◆ **WHAT TO WORK ON**: Present every line of the data below as a numbered list, leaving out blank lines.

--------

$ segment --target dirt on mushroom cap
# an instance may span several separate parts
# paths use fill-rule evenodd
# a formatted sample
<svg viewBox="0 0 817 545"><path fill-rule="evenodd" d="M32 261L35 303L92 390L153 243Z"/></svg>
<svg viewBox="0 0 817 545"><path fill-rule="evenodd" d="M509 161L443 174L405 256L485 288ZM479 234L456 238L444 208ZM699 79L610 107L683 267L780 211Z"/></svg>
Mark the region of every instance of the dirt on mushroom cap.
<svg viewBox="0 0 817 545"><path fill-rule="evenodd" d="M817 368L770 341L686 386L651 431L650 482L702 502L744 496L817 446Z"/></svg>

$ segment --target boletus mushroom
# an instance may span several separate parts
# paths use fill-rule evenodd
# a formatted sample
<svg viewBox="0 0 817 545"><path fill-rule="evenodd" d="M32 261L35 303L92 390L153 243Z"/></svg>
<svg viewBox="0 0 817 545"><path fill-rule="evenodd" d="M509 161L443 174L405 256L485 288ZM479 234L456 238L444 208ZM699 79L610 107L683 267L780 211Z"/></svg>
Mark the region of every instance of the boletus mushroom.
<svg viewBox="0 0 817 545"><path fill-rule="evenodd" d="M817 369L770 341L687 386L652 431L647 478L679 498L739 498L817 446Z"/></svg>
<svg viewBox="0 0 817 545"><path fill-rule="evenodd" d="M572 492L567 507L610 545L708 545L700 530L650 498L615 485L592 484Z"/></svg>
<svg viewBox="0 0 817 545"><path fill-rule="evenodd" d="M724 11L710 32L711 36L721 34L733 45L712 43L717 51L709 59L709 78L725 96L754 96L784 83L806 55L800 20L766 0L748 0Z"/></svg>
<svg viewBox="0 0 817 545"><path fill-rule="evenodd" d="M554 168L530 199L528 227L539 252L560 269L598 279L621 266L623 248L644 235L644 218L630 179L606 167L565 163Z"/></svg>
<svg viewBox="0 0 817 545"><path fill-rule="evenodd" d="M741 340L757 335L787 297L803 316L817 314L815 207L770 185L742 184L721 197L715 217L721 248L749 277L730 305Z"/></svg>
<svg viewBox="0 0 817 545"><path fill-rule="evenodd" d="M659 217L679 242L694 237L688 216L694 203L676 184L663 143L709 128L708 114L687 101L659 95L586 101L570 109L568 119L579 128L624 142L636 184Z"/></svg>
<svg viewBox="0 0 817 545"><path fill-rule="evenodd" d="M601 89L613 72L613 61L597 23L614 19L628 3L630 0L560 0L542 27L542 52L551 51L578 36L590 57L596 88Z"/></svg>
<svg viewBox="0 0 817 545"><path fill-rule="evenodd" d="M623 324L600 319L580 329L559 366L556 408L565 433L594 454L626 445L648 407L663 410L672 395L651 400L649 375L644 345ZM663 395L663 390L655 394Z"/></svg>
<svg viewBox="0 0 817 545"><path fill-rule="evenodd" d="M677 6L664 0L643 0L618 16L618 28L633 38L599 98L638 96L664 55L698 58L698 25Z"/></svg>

--------

◆ **RESPONSE**:
1. $ segment --target dirt on mushroom cap
2. # an instance may span several separate parts
3. # paths use fill-rule evenodd
4. # a formatted sample
5. <svg viewBox="0 0 817 545"><path fill-rule="evenodd" d="M32 261L35 303L92 390L153 243Z"/></svg>
6. <svg viewBox="0 0 817 545"><path fill-rule="evenodd" d="M509 161L443 174L405 256L485 288ZM479 234L456 238L444 208ZM699 79L610 107L683 267L780 211Z"/></svg>
7. Mark the region of every instance of the dirt on mushroom cap.
8. <svg viewBox="0 0 817 545"><path fill-rule="evenodd" d="M817 368L770 341L686 386L651 431L650 482L702 502L744 496L817 446Z"/></svg>
9. $ segment --target boletus mushroom
10. # an instance may span several separate parts
11. # paths use fill-rule evenodd
12. # a formatted sample
13. <svg viewBox="0 0 817 545"><path fill-rule="evenodd" d="M32 261L35 303L92 390L153 243Z"/></svg>
14. <svg viewBox="0 0 817 545"><path fill-rule="evenodd" d="M509 161L443 174L405 256L485 288ZM479 234L456 238L444 208ZM699 79L610 107L683 267L780 211Z"/></svg>
15. Mark the region of every instance of the boletus mushroom.
16. <svg viewBox="0 0 817 545"><path fill-rule="evenodd" d="M817 369L770 341L687 386L652 431L647 478L679 498L739 498L817 446Z"/></svg>
17. <svg viewBox="0 0 817 545"><path fill-rule="evenodd" d="M572 492L567 507L610 545L708 545L700 530L650 498L615 485L592 484Z"/></svg>
18. <svg viewBox="0 0 817 545"><path fill-rule="evenodd" d="M724 11L710 32L711 36L721 34L733 45L712 43L717 51L709 59L709 78L725 96L754 96L784 83L806 55L800 20L766 0L748 0Z"/></svg>
19. <svg viewBox="0 0 817 545"><path fill-rule="evenodd" d="M554 168L530 199L528 227L539 252L560 269L598 279L621 266L623 248L644 235L644 218L630 179L606 167L565 163Z"/></svg>
20. <svg viewBox="0 0 817 545"><path fill-rule="evenodd" d="M741 340L757 335L787 297L803 316L817 314L815 207L770 185L742 184L721 197L715 217L721 248L749 277L730 305Z"/></svg>
21. <svg viewBox="0 0 817 545"><path fill-rule="evenodd" d="M659 217L679 242L694 237L688 216L694 203L676 184L663 143L709 128L708 114L687 101L659 95L586 101L570 109L568 119L579 128L624 142L636 184Z"/></svg>
22. <svg viewBox="0 0 817 545"><path fill-rule="evenodd" d="M601 89L613 72L613 61L597 23L614 19L628 3L630 0L560 0L542 27L542 52L551 51L578 36L590 57L596 88Z"/></svg>
23. <svg viewBox="0 0 817 545"><path fill-rule="evenodd" d="M623 324L600 319L580 329L559 366L556 408L565 433L594 454L626 445L648 407L663 410L672 395L651 400L649 375L644 345ZM663 395L663 390L655 394Z"/></svg>
24. <svg viewBox="0 0 817 545"><path fill-rule="evenodd" d="M677 6L664 0L643 0L618 16L618 28L633 38L599 98L638 96L664 55L698 58L698 25Z"/></svg>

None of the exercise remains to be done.